**FRAGMENTO DEL TEXTO**
>>>

Vivo a dos tiempos la pandemia entre Puerto Rico y España

Cultura

altLo mejor que podemos hacer

es mirar con afecto a la consolación;

cuando se tiene miedo los consuelos no se desprecian.

Cualquiera se puede morir,

pero morir a solas es más largo.

Francisca Aguirre,

(San Juan, 10:00 a.m.) Me levanto cada día de madrugada a mirar el WhatsApp, quiero ver si mis hermanos desde Madrid han puesto algo, si siguen bien, si mi madre sigue bien.

Miro el teléfono, y regreso a la cama, pero ya no me vuelvo a dormir. Espero un rato. Me levanto, preparo café y texteo un poco con mis hermanas. Todo igual me dicen.

Pienso en mi sobrina, doctora en el área de cuidados intensivos en un hospital de Madrid. Tan joven, 27 años, y viviendo una catástrofe como esta. Conozco su fuerza, pero conozco también su sensibilidad, sé que lo está pasando mal. Hay más de 19,000 sanitarios infectados.

Miro los periódicos digitales de España y los de Puerto Rico. Aquí también estamos de cuarentena, seguimos bien, leyendo, preparando clases. Sin ver a nadie.

Mi marido y mis hijos se van levantando. Agradezco a la vida estar con ellos, que estén bien. Sé que los cuatro estamos asustados, que esa otra parte nuestra, la que está más allá del Atlántico nos preocupa a todos. Ya han muerto más de diez mil personas en España, la gran mayoría de más de 65 años.

El día se va yendo. Hablo con mi madre todos los días, antes de que ella rece el rosario, antes de que nosotros comamos. Está bien, dice que ella también sale al balcón a aplaudir a los sanitarios. Se emociona, piensa en su nieta. Pertenece a la generación de los niños de la postguerra. Los que nacieron en los treinta y en los cuarenta del siglo pasado son los que se están yendo. Y se van solos, su familia no los puede despedir. Algunos de estos mayores vivieron una guerra, la mayoría crecieron en la postguerra, sobrevivieron una dictadura de cuarenta años, han construido la democracia y no se merecen esa soledad. Nadie se la merece pero ellos que han luchado tanto, ellos..… ellos menos. “Cualquiera se puede morir”, dice la poeta, “pero morir a solas es más largo.”

<<<

**MATERIAL DE CONSULTA**
>>>

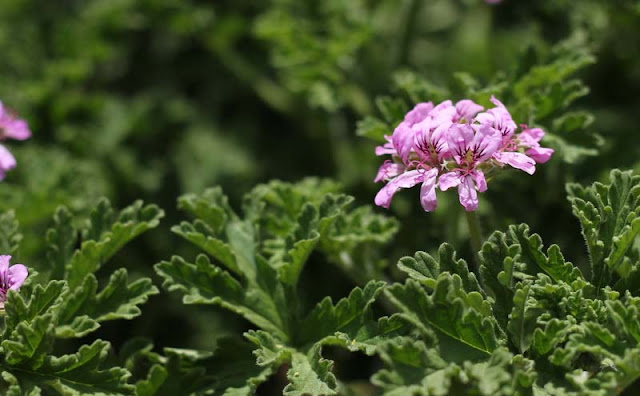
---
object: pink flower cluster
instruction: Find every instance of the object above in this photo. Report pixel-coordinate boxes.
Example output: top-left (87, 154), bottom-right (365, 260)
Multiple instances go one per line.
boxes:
top-left (0, 255), bottom-right (29, 309)
top-left (0, 102), bottom-right (31, 180)
top-left (375, 97), bottom-right (553, 212)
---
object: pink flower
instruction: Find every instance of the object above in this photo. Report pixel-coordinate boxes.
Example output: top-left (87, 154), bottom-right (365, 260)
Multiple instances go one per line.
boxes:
top-left (0, 102), bottom-right (31, 140)
top-left (440, 169), bottom-right (487, 212)
top-left (375, 168), bottom-right (438, 212)
top-left (518, 124), bottom-right (553, 164)
top-left (0, 144), bottom-right (16, 180)
top-left (0, 102), bottom-right (31, 180)
top-left (0, 255), bottom-right (29, 308)
top-left (476, 96), bottom-right (518, 137)
top-left (375, 96), bottom-right (553, 212)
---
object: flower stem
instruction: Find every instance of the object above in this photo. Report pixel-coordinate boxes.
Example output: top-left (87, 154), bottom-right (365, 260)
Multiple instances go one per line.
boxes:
top-left (465, 211), bottom-right (482, 280)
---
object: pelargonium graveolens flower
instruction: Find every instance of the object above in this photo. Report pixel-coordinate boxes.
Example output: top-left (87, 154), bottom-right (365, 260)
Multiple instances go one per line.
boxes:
top-left (0, 102), bottom-right (31, 180)
top-left (375, 97), bottom-right (553, 212)
top-left (0, 255), bottom-right (29, 308)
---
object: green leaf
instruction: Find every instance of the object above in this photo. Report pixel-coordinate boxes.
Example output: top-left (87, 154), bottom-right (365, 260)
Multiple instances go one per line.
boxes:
top-left (567, 170), bottom-right (640, 287)
top-left (156, 255), bottom-right (287, 339)
top-left (356, 116), bottom-right (393, 143)
top-left (398, 243), bottom-right (484, 295)
top-left (0, 210), bottom-right (22, 255)
top-left (297, 281), bottom-right (384, 345)
top-left (385, 273), bottom-right (504, 356)
top-left (66, 201), bottom-right (164, 288)
top-left (480, 231), bottom-right (520, 329)
top-left (171, 220), bottom-right (243, 276)
top-left (0, 340), bottom-right (135, 396)
top-left (46, 206), bottom-right (78, 279)
top-left (507, 285), bottom-right (541, 353)
top-left (56, 268), bottom-right (158, 338)
top-left (283, 346), bottom-right (338, 396)
top-left (509, 224), bottom-right (583, 283)
top-left (134, 338), bottom-right (272, 396)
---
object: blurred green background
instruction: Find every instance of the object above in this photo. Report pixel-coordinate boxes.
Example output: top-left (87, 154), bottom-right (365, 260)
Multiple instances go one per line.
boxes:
top-left (0, 0), bottom-right (640, 392)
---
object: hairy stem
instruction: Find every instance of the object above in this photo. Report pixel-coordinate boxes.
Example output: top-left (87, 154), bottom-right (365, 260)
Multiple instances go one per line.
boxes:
top-left (465, 211), bottom-right (482, 279)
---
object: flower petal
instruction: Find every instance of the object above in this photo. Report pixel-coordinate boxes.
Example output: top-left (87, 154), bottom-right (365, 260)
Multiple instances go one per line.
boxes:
top-left (420, 168), bottom-right (438, 212)
top-left (456, 99), bottom-right (484, 122)
top-left (439, 171), bottom-right (462, 191)
top-left (7, 264), bottom-right (29, 290)
top-left (0, 119), bottom-right (31, 140)
top-left (471, 170), bottom-right (487, 192)
top-left (525, 147), bottom-right (554, 164)
top-left (374, 170), bottom-right (425, 208)
top-left (493, 152), bottom-right (536, 175)
top-left (0, 255), bottom-right (11, 276)
top-left (469, 125), bottom-right (502, 162)
top-left (458, 176), bottom-right (478, 212)
top-left (373, 161), bottom-right (404, 183)
top-left (0, 144), bottom-right (16, 174)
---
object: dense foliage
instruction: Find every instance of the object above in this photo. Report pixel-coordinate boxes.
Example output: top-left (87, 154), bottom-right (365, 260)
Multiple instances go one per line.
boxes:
top-left (0, 0), bottom-right (640, 396)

<<<

**TAREAS POR RESOLVER**
[A] Reproduce sin cambios el pasaje del texto sobre la pandemia que empieza en las palabras "cuando se tiene" y termina después de "19,000 sanitarios infectados.".
[B] Por favor, continúa el texto sobre la pandemia a partir de su última oración.
Los registros no tienen relación con el texto sobre la pandemia.

**RESPUESTAS POR NÚMERO**
[A]
cuando se tiene miedo los consuelos no se desprecian.

Cualquiera se puede morir,

pero morir a solas es más largo.

Francisca Aguirre,

(San Juan, 10:00 a.m.) Me levanto cada día de madrugada a mirar el WhatsApp, quiero ver si mis hermanos desde Madrid han puesto algo, si siguen bien, si mi madre sigue bien.

Miro el teléfono, y regreso a la cama, pero ya no me vuelvo a dormir. Espero un rato. Me levanto, preparo café y texteo un poco con mis hermanas. Todo igual me dicen.

Pienso en mi sobrina, doctora en el área de cuidados intensivos en un hospital de Madrid. Tan joven, 27 años, y viviendo una catástrofe como esta. Conozco su fuerza, pero conozco también su sensibilidad, sé que lo está pasando mal. Hay más de 19,000 sanitarios infectados.

[B]
Mi madre nunca pensó vivir algo así a sus 83 años. Aislada en su casa echa de menos sus paseos por el barrio, la visita de sus hijos, de sus nietos.

El día en Madrid está terminando, al nuestro le quedan seis horas más. Leo, preparo clases, veo una peli, charlamos otro rato. El tiempo no tiene mucho sentido en esta época de pandemia, es más gelatinoso, se desdibuja en el espacio y pierde su precisión; se agazapa, se escurre entre los dedos de la soledad.

Otros años por estas fechas estaría ya planeando mi viaje a Madrid, mi reencuentro con mi madre, mis hermanos y sobrinos, mi familia. Este año no sé si podré ir. Nunca el tiempo había sido tan resbaladizo ni el espacio tan lejano, sin apenas poder salir de casa, sin podernos mover libremente por esta aldea globalizada, contaminada por un virus, que de repente ha desaparecido de forma presencial. Con los que están lejos no nos queda más que el encuentro virtual, tan necesario ahora pero carente del calor humano, del olor conocido, del tacto recordado. Que estén bien, que estemos bien, que podamos volvernos a abrazar es el anhelo que compartimos tantos, que nos sirve de esperanza y de faro luminoso en estos tiempos de pandemia.

Otro día más. Dejo el teléfono cargando para poder ver los mensajes de madrugada.